> [WHAT TO PRODUCE]: Retype each entry exactly.

═══ RECORDS FOR THIS EXERCISE

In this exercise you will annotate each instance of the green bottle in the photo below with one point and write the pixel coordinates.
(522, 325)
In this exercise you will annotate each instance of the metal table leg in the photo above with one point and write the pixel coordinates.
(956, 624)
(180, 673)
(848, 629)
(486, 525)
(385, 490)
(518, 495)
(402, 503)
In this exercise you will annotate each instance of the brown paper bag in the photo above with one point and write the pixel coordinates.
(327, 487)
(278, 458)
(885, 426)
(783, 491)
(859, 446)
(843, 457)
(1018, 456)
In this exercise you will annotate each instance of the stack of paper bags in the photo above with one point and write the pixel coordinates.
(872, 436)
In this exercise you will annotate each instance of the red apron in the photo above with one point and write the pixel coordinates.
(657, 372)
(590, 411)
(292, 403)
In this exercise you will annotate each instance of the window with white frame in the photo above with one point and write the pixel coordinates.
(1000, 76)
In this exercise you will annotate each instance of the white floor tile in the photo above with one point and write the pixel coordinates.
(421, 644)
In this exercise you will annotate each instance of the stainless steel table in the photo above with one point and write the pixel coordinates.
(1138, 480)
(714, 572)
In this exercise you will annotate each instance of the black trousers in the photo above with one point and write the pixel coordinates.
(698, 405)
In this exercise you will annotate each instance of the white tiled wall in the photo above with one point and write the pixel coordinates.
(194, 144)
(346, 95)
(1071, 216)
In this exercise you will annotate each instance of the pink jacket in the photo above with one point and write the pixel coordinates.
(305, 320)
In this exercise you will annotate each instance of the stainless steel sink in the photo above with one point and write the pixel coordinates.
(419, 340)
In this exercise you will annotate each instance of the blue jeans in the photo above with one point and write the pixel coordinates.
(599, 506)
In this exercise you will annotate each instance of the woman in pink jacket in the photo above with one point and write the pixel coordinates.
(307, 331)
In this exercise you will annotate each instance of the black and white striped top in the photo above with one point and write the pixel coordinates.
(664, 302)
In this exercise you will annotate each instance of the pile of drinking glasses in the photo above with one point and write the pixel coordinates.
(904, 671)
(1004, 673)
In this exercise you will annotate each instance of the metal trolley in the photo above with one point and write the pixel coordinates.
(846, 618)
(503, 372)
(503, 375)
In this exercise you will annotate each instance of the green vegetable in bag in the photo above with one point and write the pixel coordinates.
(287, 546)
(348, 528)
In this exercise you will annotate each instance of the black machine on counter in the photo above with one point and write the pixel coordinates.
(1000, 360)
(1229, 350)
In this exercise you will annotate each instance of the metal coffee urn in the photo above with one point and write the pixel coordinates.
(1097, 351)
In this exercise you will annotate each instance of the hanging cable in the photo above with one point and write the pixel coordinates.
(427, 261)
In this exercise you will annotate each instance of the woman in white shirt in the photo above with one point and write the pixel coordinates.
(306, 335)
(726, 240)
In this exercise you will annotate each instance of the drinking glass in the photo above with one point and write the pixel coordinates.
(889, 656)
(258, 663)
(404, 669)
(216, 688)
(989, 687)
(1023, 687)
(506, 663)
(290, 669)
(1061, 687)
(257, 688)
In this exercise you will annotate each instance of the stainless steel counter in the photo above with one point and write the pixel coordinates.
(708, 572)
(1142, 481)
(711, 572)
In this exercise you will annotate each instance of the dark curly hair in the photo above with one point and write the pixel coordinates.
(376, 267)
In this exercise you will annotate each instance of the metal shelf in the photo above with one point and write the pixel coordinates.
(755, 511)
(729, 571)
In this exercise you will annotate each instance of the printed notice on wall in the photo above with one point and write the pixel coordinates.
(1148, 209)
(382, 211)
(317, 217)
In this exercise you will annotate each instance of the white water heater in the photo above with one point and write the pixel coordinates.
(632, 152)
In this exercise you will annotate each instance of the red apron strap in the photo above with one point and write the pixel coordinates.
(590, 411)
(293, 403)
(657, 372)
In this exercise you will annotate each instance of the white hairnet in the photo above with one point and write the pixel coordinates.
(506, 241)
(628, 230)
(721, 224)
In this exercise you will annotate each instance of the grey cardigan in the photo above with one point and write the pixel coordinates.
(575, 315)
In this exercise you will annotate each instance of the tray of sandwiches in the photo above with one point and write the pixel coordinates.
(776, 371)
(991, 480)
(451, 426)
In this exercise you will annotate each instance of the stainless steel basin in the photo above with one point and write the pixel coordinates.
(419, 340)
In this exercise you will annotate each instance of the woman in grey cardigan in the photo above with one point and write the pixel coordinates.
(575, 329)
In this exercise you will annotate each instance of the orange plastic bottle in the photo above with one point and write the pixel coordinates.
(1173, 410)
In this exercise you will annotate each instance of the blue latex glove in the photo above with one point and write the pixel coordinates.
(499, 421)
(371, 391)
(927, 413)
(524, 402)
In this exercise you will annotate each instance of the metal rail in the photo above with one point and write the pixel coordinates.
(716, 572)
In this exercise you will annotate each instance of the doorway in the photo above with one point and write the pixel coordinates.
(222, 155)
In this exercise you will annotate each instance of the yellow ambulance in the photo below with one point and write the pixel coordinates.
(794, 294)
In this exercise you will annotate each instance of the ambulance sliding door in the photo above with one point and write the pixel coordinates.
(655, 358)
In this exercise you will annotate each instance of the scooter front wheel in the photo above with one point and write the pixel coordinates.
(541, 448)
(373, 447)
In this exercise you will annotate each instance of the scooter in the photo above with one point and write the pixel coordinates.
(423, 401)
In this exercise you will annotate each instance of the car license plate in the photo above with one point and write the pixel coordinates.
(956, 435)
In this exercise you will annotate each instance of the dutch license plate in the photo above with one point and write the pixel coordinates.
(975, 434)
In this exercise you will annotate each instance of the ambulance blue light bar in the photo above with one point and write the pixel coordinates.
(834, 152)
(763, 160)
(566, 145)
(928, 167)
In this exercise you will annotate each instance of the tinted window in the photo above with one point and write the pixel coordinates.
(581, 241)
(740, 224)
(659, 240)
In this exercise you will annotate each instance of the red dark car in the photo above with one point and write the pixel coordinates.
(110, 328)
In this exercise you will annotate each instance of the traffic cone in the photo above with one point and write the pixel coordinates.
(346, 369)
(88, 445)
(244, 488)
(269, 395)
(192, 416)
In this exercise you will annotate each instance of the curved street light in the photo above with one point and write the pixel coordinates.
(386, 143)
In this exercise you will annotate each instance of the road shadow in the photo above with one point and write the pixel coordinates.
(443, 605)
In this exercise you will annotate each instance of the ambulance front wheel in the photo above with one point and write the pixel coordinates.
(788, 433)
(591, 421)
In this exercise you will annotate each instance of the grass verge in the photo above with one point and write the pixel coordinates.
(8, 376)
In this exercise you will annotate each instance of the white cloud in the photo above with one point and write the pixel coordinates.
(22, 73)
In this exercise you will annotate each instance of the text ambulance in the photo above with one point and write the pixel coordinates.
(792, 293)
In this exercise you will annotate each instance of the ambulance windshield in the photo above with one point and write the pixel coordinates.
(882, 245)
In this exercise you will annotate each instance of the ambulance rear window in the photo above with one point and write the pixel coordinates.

══════

> [YOUR RESPONSE]:
In this exercise you will annotate each instance of the green bottle in the photo below with one point and write the pixel coordinates.
(522, 325)
In this exercise you will annotate each instance of the metal table leg in the photo above with one point and write the pixel coordinates.
(956, 624)
(180, 673)
(848, 629)
(486, 525)
(385, 490)
(518, 495)
(402, 503)
In this exercise you will annotate each instance of the brown paper bag in the photo above with one point and write the pixel coordinates.
(327, 487)
(278, 458)
(885, 426)
(783, 491)
(859, 446)
(843, 457)
(1018, 456)
In this exercise you will annotate each instance of the stack of paper bags in the photo above with one point and write the pixel coordinates.
(872, 436)
In this exercise you will annotate each instance of the red apron in the photo above with one point and write the pixel coordinates.
(657, 372)
(590, 411)
(292, 403)
In this exercise you will annotate each instance of the window with white frame in the photo above with one point and write the pixel coordinates.
(1000, 76)
In this exercise you will annotate each instance of the white floor tile in the photo above with one point and write the pixel coordinates.
(421, 644)
In this exercise you will annotate each instance of the stainless steel table in the photo above with one point and write the pixel coordinates.
(1138, 480)
(714, 572)
In this exercise you will annotate each instance of the black trousers in the photo above with one point and write the pixel coordinates.
(698, 405)
In this exercise you will annotate each instance of the white tiled wall in the photo above with one point and write the pixel coordinates.
(194, 144)
(346, 95)
(1071, 216)
In this exercise you will annotate each instance of the pink jacket in the photo above with one point and write the pixel coordinates.
(305, 320)
In this exercise you will annotate each instance of the stainless steel sink in the photo above with one point and write the pixel coordinates.
(419, 340)
In this exercise you will annotate each instance of the blue jeans in the photo above with one point and write the pixel coordinates.
(599, 506)
In this exercise you will annotate each instance of the woman in pink jacket in the photo above with one point and write the pixel coordinates.
(307, 331)
In this exercise you will annotate each instance of the black and white striped top in the photo above with one point and write the pixel coordinates.
(664, 302)
In this exercise you will annotate each instance of the pile of drinking glasses in the photo above with one point and write the pixel coordinates.
(904, 671)
(1004, 673)
In this exercise you will annotate each instance of the metal trolley in the photo above with one point and write the pixel coordinates.
(846, 618)
(503, 372)
(503, 375)
In this exercise you will annotate each instance of the green vegetable in bag in the photo above with one point and write the pixel coordinates.
(287, 546)
(348, 528)
In this exercise you will annotate each instance of the black machine on counter in the photo above with one point and write the pixel coordinates.
(1000, 360)
(1229, 350)
In this exercise you will annotate each instance of the metal coffee urn in the photo above with one point and write the pixel coordinates.
(1097, 351)
In this exercise you will annotate each instance of the hanging cable in the photo above with one point and write the pixel coordinates.
(427, 261)
In this exercise you will annotate each instance of the woman in white shirt in the photo above with one point and write the pixel coordinates.
(306, 335)
(726, 240)
In this exercise you will annotate each instance of the drinking glass in the photo above with one point and write the pixel coordinates.
(889, 656)
(258, 663)
(404, 669)
(216, 688)
(989, 687)
(1023, 687)
(506, 663)
(290, 669)
(1061, 687)
(257, 688)
In this exercise you will annotate each instance of the stainless steel counter in the photo above with one point and write the pixel coordinates.
(708, 572)
(1142, 481)
(711, 572)
In this exercise you will annotate each instance of the dark curly hair in the photo above with one point and write the pixel coordinates.
(376, 267)
In this exercise you will annotate each instance of the metal shelf in the photo above with one point and write the pixel coordinates.
(755, 511)
(729, 571)
In this exercise you will annotate each instance of the printed notice on wall in the photo above with one point and write the pixel coordinates.
(1148, 209)
(382, 211)
(317, 217)
In this exercise you will annotate each instance of the white water heater in the photo above with one point and write the pixel coordinates.
(632, 152)
In this exercise you will annotate each instance of the red apron strap in the photo above with one point and write the pixel coordinates.
(590, 411)
(293, 403)
(657, 372)
In this exercise you will annotate each instance of the white hairnet in the photo above with one point and write the pixel coordinates.
(506, 241)
(628, 230)
(721, 224)
In this exercise you will annotate each instance of the grey cardigan in the photo above with one point and write the pixel coordinates.
(575, 315)
In this exercise you will annotate each instance of the tray of sandwiches in the photo above with one point and write the pixel coordinates.
(776, 371)
(991, 480)
(451, 426)
In this exercise you will annotate each instance of the stainless steel basin in the photo above with one point and write the pixel coordinates.
(419, 340)
In this exercise you will annotate each instance of the woman in grey cardigan in the photo above with one point and write the pixel coordinates.
(575, 329)
In this exercise you will annotate each instance of the orange plastic bottle in the photo above with one point and write the pixel coordinates.
(1173, 410)
In this exercise you will annotate each instance of the blue latex glove in the photo above with one point and write the pixel coordinates.
(499, 421)
(371, 391)
(927, 413)
(524, 402)
In this exercise you will annotate each instance of the metal rail in the photo above with one point and write the pixel coordinates.
(716, 572)
In this exercise you will annotate each instance of the doorway in the photo above with one point and write the pixel coordinates.
(222, 155)
In this exercise you will annotate each instance of the yellow ambulance in the photo below with one point and write the pixel coordinates.
(794, 294)
In this exercise you will annotate each instance of the ambulance sliding door in the photo above with one point and write the pixel coordinates.
(655, 358)
In this exercise you will annotate each instance of the scooter front wheel in the photo above with one point and write the pixel coordinates.
(541, 448)
(373, 447)
In this exercise you will annotate each instance of the scooter in the photo above with one point and write the pixel coordinates.
(423, 401)
In this exercise you will annotate each instance of the car license plate in the photo above with one point and write the pixel coordinates.
(956, 435)
In this exercise you will annotate each instance of the dutch license plate in the photo above with one point and write the pixel coordinates.
(975, 434)
In this exercise you will annotate each instance of the ambulance blue light bar in the photo above with one point and write the pixel coordinates.
(834, 152)
(763, 160)
(566, 145)
(928, 167)
In this exercise you will annotate each instance of the tinted window in the photo above with one point and write the pixel coordinates.
(581, 241)
(740, 224)
(659, 240)
In this exercise you will annotate each instance of the red dark car in the photo above with one point and write the pixel coordinates.
(110, 328)
In this exercise you will annotate each instance of the traffic cone in the photo above with one point and write the pixel coordinates.
(346, 369)
(88, 445)
(244, 488)
(269, 395)
(192, 416)
In this exercise you will annotate each instance of the curved street light in the photo above with one point and write the pixel coordinates.
(386, 143)
In this exercise you will annotate each instance of the road shadow in the photo above with one point and write the pixel coordinates.
(443, 605)
In this exercise you will annotate each instance of the ambulance front wheel in the photo above with one point and write the pixel coordinates.
(788, 433)
(591, 421)
In this exercise you will annotate each instance of the grass verge in the photo above with one point and write the pixel coordinates.
(8, 376)
In this exercise you will annotate each instance of the white cloud in the photo above with one point and write the pixel coordinates.
(22, 73)
In this exercise you will annotate each instance of the text ambulance in the photo above with one point and write the pixel coordinates.
(792, 293)
In this exercise you will annotate each instance of the ambulance windshield in the photo above with one point and write the pixel coordinates.
(882, 245)
In this exercise you will annotate each instance of the ambulance rear window in the photo above with one point and write the pixel coordinates.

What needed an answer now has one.